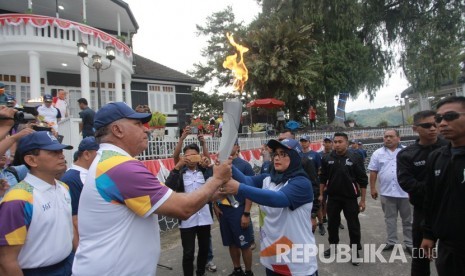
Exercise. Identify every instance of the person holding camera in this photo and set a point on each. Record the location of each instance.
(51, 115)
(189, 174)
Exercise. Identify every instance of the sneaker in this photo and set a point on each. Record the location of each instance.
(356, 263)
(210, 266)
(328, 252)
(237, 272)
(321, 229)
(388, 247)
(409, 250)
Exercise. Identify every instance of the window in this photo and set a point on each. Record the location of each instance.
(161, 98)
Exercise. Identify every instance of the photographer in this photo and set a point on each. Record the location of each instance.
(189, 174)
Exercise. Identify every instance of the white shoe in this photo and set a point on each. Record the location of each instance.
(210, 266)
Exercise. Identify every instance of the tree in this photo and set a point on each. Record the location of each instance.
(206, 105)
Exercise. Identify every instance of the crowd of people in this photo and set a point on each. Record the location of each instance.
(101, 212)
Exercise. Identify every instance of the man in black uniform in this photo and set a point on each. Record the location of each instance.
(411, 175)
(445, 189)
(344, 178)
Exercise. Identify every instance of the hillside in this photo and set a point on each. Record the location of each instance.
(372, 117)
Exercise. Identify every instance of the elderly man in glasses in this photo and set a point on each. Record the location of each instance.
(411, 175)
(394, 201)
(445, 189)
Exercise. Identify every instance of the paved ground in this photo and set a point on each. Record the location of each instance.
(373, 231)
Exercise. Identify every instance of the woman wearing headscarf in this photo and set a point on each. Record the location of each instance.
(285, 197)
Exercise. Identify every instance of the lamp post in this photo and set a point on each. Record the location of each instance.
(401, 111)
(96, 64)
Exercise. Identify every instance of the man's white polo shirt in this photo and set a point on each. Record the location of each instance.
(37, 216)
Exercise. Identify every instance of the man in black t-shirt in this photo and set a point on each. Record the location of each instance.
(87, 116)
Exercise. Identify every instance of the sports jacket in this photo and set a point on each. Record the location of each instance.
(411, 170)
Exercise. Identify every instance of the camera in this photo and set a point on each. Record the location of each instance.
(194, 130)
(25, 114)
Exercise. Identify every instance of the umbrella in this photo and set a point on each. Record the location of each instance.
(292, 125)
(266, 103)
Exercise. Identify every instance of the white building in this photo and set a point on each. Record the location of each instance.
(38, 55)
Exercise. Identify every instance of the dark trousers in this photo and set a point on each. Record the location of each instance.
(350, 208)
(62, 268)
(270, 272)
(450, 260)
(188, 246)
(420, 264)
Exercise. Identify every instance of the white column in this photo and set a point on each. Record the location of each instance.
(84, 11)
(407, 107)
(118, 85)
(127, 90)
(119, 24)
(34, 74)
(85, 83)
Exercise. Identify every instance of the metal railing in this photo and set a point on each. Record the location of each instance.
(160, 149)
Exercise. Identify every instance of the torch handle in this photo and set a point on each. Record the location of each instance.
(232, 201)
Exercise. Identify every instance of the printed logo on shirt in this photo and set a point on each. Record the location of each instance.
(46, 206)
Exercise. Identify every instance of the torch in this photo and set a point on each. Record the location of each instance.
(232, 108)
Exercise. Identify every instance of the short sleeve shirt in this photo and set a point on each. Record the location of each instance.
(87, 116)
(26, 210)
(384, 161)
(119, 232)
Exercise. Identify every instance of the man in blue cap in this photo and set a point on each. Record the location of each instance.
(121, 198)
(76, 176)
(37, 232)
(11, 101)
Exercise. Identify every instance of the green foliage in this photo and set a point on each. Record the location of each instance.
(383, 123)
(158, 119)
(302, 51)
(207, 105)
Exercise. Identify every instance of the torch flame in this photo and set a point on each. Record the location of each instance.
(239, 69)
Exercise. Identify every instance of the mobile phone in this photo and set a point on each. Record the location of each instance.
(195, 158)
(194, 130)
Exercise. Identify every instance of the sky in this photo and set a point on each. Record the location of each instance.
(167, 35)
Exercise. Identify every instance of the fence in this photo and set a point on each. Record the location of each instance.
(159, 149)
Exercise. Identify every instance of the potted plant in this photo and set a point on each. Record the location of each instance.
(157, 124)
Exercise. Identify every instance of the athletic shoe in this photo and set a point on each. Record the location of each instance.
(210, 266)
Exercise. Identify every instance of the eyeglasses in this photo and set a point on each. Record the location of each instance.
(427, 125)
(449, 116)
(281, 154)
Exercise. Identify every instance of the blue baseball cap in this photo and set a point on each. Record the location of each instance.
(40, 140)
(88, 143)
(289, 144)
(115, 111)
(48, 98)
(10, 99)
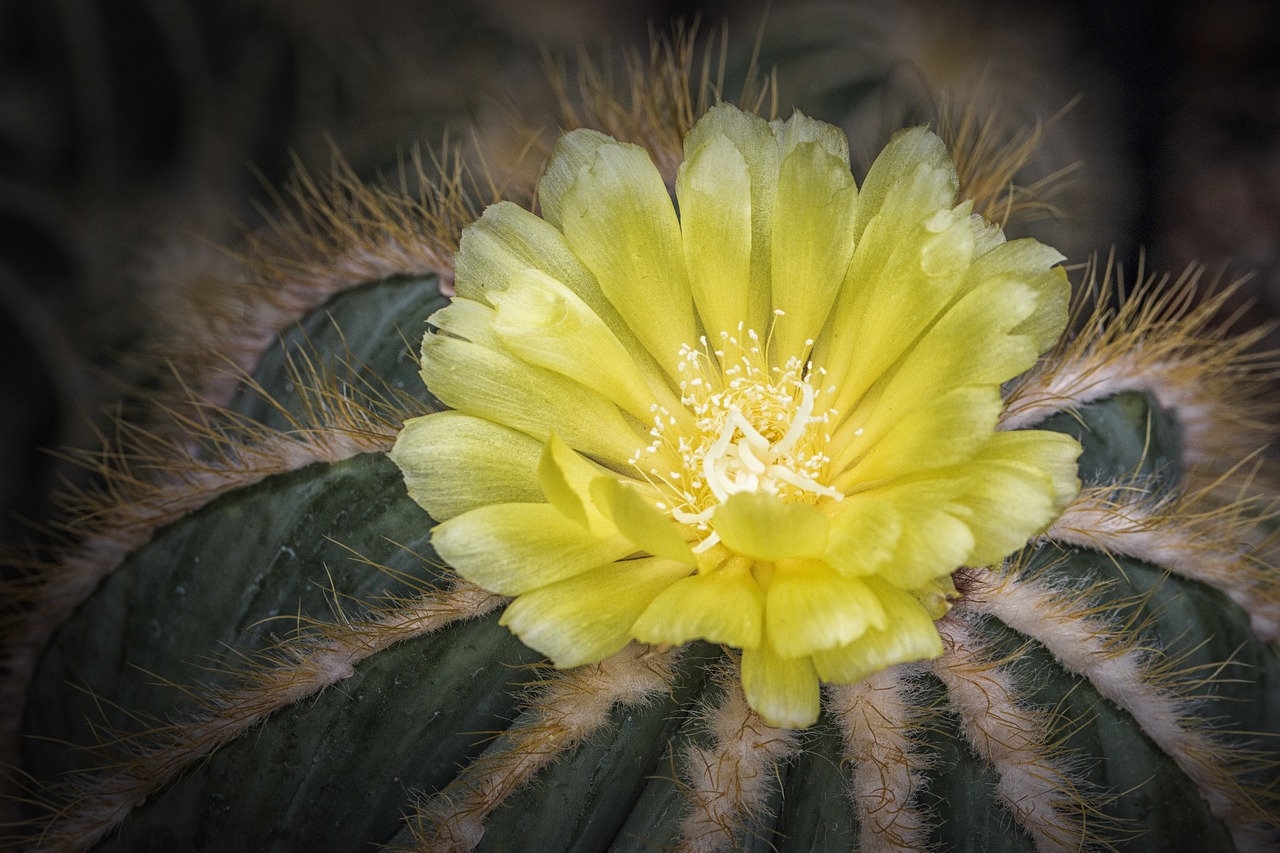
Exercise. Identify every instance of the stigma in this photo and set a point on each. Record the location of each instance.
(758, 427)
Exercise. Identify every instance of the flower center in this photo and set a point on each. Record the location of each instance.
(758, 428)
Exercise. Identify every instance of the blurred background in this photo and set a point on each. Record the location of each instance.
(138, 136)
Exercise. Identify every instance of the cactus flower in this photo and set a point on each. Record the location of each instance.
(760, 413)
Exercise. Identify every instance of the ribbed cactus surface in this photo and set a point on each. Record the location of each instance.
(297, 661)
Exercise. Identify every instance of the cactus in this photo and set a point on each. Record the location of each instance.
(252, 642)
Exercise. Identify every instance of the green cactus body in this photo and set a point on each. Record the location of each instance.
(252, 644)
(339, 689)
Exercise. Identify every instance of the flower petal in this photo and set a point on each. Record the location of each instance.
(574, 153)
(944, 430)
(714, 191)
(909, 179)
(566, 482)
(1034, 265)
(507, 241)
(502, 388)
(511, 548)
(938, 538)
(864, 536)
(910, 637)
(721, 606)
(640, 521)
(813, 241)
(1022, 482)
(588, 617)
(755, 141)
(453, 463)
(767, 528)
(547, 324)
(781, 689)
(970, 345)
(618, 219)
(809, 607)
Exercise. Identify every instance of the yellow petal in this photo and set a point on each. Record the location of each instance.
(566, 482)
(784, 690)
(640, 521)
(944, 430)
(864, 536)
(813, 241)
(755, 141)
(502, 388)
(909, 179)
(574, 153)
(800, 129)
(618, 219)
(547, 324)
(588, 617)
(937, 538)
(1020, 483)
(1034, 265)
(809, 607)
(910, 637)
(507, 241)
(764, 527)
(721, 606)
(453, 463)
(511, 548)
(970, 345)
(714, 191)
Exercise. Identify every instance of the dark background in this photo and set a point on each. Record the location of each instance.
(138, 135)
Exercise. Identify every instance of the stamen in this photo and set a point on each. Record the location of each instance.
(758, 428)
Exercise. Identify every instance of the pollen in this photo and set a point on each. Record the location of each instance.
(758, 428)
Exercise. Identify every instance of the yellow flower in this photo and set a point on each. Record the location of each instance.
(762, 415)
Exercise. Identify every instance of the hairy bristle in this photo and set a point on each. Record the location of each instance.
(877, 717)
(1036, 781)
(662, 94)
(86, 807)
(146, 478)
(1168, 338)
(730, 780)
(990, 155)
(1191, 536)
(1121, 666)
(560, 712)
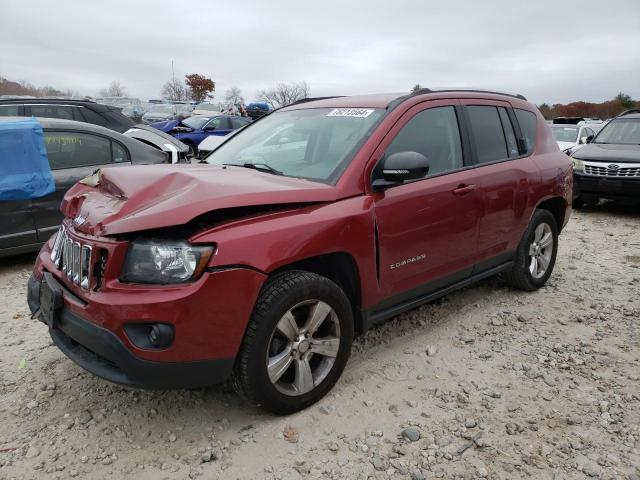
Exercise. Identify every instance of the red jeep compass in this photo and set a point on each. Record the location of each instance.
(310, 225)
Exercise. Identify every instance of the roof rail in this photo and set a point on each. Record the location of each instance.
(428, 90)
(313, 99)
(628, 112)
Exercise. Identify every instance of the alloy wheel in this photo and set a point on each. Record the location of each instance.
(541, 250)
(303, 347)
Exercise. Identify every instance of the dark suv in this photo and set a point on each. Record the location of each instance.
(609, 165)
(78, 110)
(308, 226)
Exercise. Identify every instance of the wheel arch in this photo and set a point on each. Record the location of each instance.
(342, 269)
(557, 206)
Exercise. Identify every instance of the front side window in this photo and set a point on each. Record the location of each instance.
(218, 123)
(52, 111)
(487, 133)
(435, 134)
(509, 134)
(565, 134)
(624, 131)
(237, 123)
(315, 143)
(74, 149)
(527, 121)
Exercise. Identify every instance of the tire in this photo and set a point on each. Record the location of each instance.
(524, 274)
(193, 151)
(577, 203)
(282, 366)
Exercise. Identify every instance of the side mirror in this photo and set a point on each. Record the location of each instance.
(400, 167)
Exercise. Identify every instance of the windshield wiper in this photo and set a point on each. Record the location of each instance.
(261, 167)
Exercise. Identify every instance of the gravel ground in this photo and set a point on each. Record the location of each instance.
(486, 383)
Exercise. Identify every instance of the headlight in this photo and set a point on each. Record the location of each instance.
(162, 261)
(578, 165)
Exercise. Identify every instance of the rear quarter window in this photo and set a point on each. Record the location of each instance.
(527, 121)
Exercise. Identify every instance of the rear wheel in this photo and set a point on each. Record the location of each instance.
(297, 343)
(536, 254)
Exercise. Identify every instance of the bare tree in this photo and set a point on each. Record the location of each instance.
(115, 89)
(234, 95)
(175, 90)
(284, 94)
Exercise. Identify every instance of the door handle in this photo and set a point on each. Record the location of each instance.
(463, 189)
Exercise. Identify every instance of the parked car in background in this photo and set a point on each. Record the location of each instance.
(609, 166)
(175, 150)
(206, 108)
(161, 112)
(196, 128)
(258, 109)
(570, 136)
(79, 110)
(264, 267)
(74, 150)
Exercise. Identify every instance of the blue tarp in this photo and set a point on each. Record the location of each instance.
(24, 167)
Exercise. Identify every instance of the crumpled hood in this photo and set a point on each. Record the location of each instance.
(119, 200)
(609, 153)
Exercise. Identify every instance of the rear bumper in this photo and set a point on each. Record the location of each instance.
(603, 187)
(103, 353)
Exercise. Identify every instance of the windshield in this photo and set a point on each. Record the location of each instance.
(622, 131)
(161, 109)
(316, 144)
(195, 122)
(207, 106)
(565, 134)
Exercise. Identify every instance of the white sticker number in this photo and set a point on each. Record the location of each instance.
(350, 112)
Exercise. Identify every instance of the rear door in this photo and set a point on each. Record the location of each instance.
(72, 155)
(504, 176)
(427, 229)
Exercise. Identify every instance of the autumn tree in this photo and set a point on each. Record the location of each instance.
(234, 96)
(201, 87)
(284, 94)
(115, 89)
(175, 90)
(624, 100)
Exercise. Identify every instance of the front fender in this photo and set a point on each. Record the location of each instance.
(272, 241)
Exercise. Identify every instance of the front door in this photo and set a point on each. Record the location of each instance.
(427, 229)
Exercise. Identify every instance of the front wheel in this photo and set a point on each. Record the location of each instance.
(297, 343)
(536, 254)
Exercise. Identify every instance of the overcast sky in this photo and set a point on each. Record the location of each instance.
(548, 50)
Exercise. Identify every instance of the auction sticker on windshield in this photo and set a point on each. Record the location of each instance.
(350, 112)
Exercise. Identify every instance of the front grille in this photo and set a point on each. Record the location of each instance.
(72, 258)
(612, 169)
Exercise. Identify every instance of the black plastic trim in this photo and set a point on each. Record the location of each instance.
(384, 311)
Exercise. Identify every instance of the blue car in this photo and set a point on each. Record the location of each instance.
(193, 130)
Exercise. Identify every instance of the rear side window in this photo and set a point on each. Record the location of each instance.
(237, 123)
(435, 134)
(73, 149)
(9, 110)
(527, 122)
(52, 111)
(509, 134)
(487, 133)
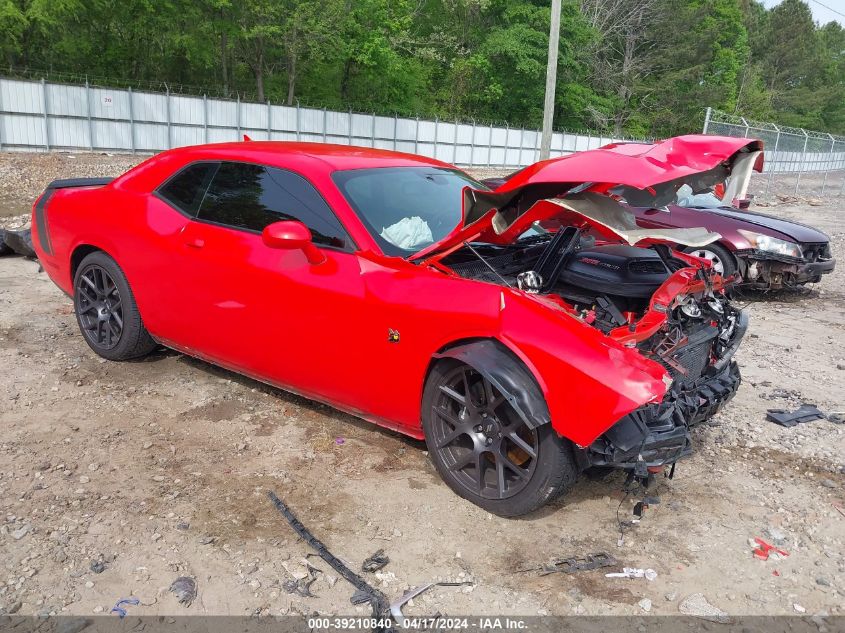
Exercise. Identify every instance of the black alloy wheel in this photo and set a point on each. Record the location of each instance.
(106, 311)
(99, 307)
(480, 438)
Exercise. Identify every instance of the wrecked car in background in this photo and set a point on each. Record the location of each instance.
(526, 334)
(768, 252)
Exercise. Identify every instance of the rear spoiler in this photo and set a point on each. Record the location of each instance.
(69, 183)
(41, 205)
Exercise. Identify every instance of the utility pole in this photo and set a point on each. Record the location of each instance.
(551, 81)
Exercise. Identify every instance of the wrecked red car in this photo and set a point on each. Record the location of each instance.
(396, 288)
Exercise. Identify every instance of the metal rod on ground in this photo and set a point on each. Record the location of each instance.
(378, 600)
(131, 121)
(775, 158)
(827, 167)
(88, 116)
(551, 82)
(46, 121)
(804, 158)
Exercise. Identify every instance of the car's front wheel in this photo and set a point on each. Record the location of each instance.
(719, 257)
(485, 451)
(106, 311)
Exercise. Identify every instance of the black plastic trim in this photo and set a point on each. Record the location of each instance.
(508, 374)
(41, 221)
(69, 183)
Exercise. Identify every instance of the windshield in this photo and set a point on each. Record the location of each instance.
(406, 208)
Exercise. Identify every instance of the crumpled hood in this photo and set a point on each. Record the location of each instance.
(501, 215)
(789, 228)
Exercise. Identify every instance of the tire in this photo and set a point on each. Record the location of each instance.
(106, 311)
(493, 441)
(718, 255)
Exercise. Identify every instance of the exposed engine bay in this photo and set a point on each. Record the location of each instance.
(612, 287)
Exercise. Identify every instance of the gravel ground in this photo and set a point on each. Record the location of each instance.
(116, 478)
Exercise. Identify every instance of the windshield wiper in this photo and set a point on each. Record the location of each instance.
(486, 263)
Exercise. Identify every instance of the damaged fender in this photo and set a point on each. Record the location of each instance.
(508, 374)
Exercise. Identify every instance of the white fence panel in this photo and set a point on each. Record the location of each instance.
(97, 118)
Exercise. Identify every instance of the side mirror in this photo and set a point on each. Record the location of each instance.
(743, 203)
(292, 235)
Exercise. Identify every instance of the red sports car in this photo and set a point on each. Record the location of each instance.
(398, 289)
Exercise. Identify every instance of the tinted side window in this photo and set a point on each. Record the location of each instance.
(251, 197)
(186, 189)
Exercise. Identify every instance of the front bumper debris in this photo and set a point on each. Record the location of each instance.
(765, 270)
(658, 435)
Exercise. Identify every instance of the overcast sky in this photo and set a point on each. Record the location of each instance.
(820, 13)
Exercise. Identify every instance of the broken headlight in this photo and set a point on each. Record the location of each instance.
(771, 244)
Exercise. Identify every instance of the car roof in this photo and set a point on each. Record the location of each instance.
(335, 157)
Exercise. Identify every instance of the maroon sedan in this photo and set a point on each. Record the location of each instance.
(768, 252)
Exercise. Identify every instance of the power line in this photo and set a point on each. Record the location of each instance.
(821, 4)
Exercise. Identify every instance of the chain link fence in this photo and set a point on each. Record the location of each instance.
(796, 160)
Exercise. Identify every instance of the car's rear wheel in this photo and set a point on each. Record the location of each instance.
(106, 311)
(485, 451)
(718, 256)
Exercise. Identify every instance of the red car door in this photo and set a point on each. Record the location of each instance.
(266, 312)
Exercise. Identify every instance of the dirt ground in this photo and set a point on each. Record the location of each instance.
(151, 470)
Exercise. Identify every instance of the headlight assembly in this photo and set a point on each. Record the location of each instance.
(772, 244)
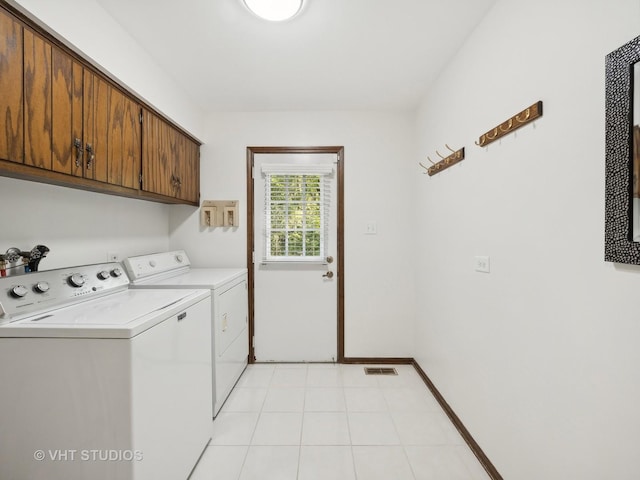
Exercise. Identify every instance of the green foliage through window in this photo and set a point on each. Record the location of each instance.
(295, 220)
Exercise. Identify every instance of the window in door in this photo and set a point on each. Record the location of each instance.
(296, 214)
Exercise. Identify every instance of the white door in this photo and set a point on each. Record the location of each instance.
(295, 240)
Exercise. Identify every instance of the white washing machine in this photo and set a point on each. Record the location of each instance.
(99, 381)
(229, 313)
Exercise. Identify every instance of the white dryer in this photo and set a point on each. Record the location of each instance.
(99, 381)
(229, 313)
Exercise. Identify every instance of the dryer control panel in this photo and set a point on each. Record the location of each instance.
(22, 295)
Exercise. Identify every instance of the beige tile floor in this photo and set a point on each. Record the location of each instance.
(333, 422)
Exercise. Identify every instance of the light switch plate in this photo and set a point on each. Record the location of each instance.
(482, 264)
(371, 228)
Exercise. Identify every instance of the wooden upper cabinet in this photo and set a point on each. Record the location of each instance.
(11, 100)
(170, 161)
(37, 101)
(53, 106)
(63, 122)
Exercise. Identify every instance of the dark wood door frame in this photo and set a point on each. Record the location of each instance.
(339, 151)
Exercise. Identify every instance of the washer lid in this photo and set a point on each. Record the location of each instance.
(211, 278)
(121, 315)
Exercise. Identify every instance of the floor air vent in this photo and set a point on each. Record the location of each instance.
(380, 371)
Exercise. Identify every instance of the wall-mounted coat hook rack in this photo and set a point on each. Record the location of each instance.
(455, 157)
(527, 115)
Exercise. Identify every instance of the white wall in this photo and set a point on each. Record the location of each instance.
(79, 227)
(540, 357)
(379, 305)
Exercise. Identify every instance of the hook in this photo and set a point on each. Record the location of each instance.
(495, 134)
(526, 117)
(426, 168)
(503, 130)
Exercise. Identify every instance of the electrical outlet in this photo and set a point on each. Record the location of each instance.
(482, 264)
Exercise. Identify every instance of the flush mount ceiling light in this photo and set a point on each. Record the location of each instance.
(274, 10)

_Exercise brief_.
What are the lines from the one with "Exercise. Identify every instance of the wall-mounted" through the last line of the records above? Quote them exactly and add nothing.

_Written response_.
Exercise. Identify every instance of the wall-mounted coat hook rack in this photo and set a point on each. Record the location of each instance.
(455, 157)
(527, 115)
Exercise. Identify every instance of the white wall in this photo and set a point on each. Record the location of each instance.
(79, 227)
(540, 357)
(379, 305)
Exercise. Identify every instance of the hook in this photo and set a point on each. Record the location of each instance.
(495, 134)
(526, 117)
(426, 168)
(503, 130)
Exercise. Identify every instance of the electrical outlet in this photo and set a point on each. Record the location of each instance.
(482, 264)
Exercise. Identify every instance of the flush mount ceiling light in this photo and set a point on each. Record the location of each instance.
(274, 10)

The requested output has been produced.